*** RECORDS TO USE

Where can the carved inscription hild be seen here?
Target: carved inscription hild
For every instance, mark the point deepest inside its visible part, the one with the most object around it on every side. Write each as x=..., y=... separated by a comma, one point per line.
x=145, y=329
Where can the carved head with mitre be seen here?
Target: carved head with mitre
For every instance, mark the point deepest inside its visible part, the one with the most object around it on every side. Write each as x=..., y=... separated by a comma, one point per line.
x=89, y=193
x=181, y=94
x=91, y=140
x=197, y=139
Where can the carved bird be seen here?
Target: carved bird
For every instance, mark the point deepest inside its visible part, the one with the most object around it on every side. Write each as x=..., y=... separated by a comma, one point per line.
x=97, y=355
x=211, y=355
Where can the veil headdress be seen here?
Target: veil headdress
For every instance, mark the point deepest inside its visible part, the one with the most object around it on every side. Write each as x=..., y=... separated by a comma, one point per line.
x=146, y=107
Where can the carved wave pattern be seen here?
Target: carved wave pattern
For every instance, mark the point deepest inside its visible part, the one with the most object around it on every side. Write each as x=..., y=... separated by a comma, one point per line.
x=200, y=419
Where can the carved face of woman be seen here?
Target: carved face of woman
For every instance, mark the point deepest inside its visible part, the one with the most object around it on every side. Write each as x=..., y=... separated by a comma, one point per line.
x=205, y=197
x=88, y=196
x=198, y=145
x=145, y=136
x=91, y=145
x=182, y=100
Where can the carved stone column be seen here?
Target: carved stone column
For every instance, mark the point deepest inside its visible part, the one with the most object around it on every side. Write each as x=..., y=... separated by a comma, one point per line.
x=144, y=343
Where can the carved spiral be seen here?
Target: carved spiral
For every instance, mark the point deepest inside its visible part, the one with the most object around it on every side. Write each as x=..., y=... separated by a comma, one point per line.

******

-- REQUIRED WORK --
Convert the lines above into a numbered list, leaving out any blank lines.

-- FINAL RESULT --
1. Where can the carved inscription hild be seen here?
2. Target: carved inscription hild
3. For every instance, mark the point deepest inside its visible part, the one with the most object around it on every side. Write each as x=..., y=... separated by a comma, one point per line.
4. x=145, y=329
5. Where can the carved head with mitre be seen here?
6. Target: carved head with mitre
7. For every instance, mark the point deepest inside its visible part, the one with the most object around it on every side. Write each as x=..., y=... separated by a comma, one point per line.
8. x=89, y=193
9. x=181, y=94
10. x=91, y=140
11. x=197, y=139
12. Where can the carved bird be seen here?
13. Target: carved bird
14. For every instance, mark the point deepest inside its visible part, the one with the most object around it on every side. Write each as x=..., y=... separated by a comma, one point per line.
15. x=97, y=355
16. x=211, y=355
17. Where can the veil headdress be seen here?
18. Target: veil headdress
19. For every instance, mark the point deepest inside its visible part, the one with the most object around it on every side. Write each as x=..., y=... separated by a comma, one point per line.
20. x=146, y=107
21. Where can the carved wave pattern be seen here?
22. Target: carved wave pattern
23. For every instance, mark the point deepest inside its visible part, the one with the most object around it on every side. Write each as x=..., y=... separated by a comma, one point per line.
24. x=200, y=419
25. Where can the carved face of woman be seen here?
26. Target: carved face of woman
27. For every instance, mark the point deepest inside its visible part, the one with the most object around it on every side. Write each as x=..., y=... separated by a comma, one point per line.
28. x=205, y=197
29. x=88, y=196
30. x=198, y=145
31. x=145, y=136
32. x=91, y=145
33. x=182, y=100
34. Where can the carved stone column be seen here?
35. Target: carved stone column
36. For every instance, mark the point deepest inside its visible part, the one with the most object around it on every side. Write each as x=..., y=... separated by a comma, one point per line.
37. x=144, y=343
38. Where can the carved spiral be seen here?
39. Target: carved spiral
40. For every instance, mark the point deepest inside its visible part, the one with the most object around it on every side. Write each as x=..., y=... separated by a comma, one point per line.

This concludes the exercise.